Instruksi Tertulis A:
Tuliskan kembali tanpa perubahan bagian kisah perjalanan ke Pujon Kidul, mulai dari "jawab mereka serentak." sampai dengan "bisa leluasa masuk.".
Instruksi Tertulis B:
Lanjutkan kisah perjalanan ke Pujon Kidul, dimulai setelah kalimat terakhir yang ditampilkan.

::: Kutipan Teks :::

Desa
Pujon Kidul menjadi tempat tujuanku kali ini, desa kecil yang berada di kaki
Pegunungan Putri Tidur. Udara sejuk khas pegunungan menyergap ketika aku
membuka pintu mobil.
“Mobil
bisa dibawa sampai parkiran atas mas? Tanyaku pada penjaga pos pembayaran.
“Bisa
mas kalau yang nyetir udah ahli”, sahut mas mas berwajah ramah ini.
“Jalannya
sempit ya? Sudah ada mobil yang naik tadi mas? Tanyaku mencecar, karena dalam
hati agak ragu juga dengan medan yang belum aku kenal.
“Belum
ada mas, sampean yang pertama hari ini. Dari sini juga masih 4 km lagi”.
“Wahh
jauh juga kalau jalan, yasudah saya coba dulu deh mas” sahutku kembali.
“Gimana
siapp kalian?” timpalku pada Fita, Yasmin dan Gallus
“Woyooooo…lanjuttt”
jawab mereka serentak.
Jalur
langsung masuk hutan pinus yang masih sangat asri, dengan kecepatan konstan aku
pacu mobil melewati jalur tanah berbatu. Aku matikan ac dan membuka semua
jendela agar udara bersih bisa leluasa masuk.
Jalur
meliuk liuk menembus lebatnya hutan. Jalur lumayan lebar di beberapa titik
terdapat lahan luas untuk menempatkan mobil jika sewaktu waktu dari depan
muncul mobil dan berpapasan. Jalur juga tak terlalu menanjak dengan kiri kanan
bukan jurang menganga jadi perasaan wawas sedari tadi di pos kini mulai sirna.
Lambaian
penjaga parkir pun menyambut kami setibanya di parkiran atas, dan memang benar
hanya ada mobil kami pagi itu. Pengunjung lain kebanyakan menggunakan sepeda
motor. Parkiran atas ini sekilas terawat bersih dengan deretan warung berjejer,
toilet bersih pun tampak tertata bersih dan rapi. Nampaknya pesona Coban Sumber
Pitu ini mulai menggeliat, terbukti dengan fasilitas yang sudah baik dititik
awal ini.

::: Kutipan Catatan :::

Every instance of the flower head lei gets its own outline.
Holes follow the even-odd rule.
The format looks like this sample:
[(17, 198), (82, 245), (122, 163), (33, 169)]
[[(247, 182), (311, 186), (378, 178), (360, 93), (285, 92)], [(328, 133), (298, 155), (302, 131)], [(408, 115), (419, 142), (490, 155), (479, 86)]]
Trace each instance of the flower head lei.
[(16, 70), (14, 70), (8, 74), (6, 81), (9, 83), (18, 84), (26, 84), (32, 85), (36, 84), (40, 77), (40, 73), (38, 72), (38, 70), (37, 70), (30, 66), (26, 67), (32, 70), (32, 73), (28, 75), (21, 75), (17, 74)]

:::
::: Kutipan Catatan :::

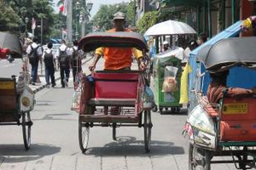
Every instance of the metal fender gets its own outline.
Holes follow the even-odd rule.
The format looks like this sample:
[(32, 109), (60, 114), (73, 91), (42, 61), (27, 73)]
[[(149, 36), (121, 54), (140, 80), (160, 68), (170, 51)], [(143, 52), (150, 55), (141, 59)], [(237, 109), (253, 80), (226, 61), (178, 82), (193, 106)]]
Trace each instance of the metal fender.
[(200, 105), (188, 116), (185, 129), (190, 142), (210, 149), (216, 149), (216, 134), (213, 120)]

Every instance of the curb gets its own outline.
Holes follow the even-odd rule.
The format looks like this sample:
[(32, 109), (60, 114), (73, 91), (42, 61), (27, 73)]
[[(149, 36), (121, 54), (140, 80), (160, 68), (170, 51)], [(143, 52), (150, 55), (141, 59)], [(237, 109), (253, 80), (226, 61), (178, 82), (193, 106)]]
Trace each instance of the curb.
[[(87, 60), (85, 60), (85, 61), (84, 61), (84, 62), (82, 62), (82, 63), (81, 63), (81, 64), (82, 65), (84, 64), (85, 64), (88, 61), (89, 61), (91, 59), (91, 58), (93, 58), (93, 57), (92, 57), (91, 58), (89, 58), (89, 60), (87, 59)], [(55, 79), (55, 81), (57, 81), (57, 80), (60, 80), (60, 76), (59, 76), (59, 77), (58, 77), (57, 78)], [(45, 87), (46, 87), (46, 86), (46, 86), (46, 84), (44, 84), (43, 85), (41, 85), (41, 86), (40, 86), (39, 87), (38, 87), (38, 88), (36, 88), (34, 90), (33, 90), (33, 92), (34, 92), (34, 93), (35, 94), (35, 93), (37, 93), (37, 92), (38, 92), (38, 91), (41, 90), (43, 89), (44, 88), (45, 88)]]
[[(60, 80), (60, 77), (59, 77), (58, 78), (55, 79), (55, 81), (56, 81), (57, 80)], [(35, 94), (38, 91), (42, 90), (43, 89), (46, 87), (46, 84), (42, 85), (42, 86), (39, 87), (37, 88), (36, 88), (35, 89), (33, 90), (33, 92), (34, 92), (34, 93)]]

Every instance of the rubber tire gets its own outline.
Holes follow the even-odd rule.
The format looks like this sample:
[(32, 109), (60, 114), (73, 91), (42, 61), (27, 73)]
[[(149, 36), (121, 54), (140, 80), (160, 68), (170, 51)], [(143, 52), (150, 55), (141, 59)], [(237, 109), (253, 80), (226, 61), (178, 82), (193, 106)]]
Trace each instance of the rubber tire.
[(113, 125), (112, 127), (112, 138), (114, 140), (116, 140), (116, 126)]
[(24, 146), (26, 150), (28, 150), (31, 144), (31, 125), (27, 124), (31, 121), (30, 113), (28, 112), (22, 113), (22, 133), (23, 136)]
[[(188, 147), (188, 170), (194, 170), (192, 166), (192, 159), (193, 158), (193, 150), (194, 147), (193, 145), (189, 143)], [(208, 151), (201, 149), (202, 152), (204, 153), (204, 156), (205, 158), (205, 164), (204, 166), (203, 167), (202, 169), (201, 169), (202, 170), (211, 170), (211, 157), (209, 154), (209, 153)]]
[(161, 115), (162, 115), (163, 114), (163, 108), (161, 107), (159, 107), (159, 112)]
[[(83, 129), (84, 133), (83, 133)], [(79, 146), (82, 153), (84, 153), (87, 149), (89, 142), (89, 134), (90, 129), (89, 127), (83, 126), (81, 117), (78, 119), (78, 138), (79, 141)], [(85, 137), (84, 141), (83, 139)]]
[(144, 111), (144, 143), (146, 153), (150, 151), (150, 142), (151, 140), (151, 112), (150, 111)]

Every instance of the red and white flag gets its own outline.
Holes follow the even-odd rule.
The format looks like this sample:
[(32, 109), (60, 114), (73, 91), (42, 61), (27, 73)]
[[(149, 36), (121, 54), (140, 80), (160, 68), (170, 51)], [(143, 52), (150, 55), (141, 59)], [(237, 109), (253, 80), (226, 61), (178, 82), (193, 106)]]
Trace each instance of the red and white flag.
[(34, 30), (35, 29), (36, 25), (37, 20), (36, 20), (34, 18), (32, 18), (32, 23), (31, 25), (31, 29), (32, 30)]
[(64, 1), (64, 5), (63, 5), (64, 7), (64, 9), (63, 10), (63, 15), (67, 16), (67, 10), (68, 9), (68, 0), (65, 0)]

:::

Hasil Tugas A:
jawab mereka serentak.
Jalur
langsung masuk hutan pinus yang masih sangat asri, dengan kecepatan konstan aku
pacu mobil melewati jalur tanah berbatu. Aku matikan ac dan membuka semua
jendela agar udara bersih bisa leluasa masuk.

Hasil Tugas B:
Jalur setapak awal |
Jalan
setapak kecil siap kami pijak selepas parkiran. Pohon pohon besar nan rindang
memayungi kami dari sinar matahari terik. Langsung menanjak itulah gambaran
tentang jalur menuju Coban Sumber Pitu. Namun tak perlu khawatir jalur setapak
sudah dibuat sedemikian rupa agar pengunjung dapat berjalan dengan nyaman. Kayu
kayu ditata dengan rapi hingga membentuk undakan undakan kecil untuk memudahkan
kita melewati jalur.
“Istirahattt….”
Teriak Dek Yasmin sambil ngos ngosan.
Entah
sudah berapa puluh tangga kami lewati, dari perjalanan awal ini sudah dapat aku
tebak jika perjalanan kali ini tidak bisa dikatakan mudah. Beberapa ratus meter
di depan nambah vegetasi pepohonan rapat mulai terbuka. Debu debu berterbangan
dari injakan pengunjung yang mendahului kami yang mulai kelelahan.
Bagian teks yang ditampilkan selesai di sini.